Given text
Specific threonine phosphorylation of a host target by two unrelated type III effectors activates a host innate immune receptor in plants.

Author information

1
Department of Biology, University of North Carolina, Chapel Hill, 27599, USA.

Abstract

The Arabidopsis NB-LRR immune receptor RPM1 recognizes the Pseudomonas syringae type III effectors AvrB or AvrRpm1 to mount an immune response. Although neither effector is itself a kinase, AvrRpm1 and AvrB are known to target Arabidopsis RIN4, a negative regulator of basal plant defense, for phosphorylation. We show that RIN4 phosphorylation activates RPM1. RIN4(142-176) is necessary and, with appropriate localization sequences, sufficient to support effector-triggered RPM1 activation, with the threonine residue at position 166 being critical. Phosphomimic substitutions at T166 cause effector-independent RPM1 activation. RIN4 T166 is phosphorylated in vivo in the presence of AvrB or AvrRpm1. RIN4 mutants that lose interaction with AvrB cannot be coimmunoprecipitated with RPM1. This defines a common interaction platform required for RPM1 activation by phosphorylated RIN4 in response to pathogenic effectors. Conservation of an analogous threonine across all RIN4-like proteins suggests a key function for this residue beyond the regulation of RPM1.

Extracted material
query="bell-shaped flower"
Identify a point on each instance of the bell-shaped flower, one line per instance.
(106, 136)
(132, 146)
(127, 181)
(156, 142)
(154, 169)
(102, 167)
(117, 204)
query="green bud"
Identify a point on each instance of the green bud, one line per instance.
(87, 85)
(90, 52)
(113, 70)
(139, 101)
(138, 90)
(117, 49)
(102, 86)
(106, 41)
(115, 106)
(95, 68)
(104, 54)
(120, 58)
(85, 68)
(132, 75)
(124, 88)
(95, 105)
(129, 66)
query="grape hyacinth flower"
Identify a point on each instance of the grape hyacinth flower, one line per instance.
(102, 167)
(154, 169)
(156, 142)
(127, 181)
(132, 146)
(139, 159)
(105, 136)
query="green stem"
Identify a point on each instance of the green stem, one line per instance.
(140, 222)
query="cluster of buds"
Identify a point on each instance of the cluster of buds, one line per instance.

Using the information
#1 Can you retype the RPM1 abstract from "Specific threonine phosphorylation" through "Hill, 27599, USA."?
#2 In the RPM1 abstract:
(a) Which department and university are listed in the author information?
(b) What role in plant defense does the abstract give RIN4?
(c) At what position is the threonine residue described as critical?

Answers provided
#1
Specific threonine phosphorylation of a host target by two unrelated type III effectors activates a host innate immune receptor in plants.

Author information

1
Department of Biology, University of North Carolina, Chapel Hill, 27599, USA.

#2
(a) The Department of Biology, University of North Carolina, Chapel Hill.
(b) RIN4 is a negative regulator of basal plant defense.
(c) Position 166.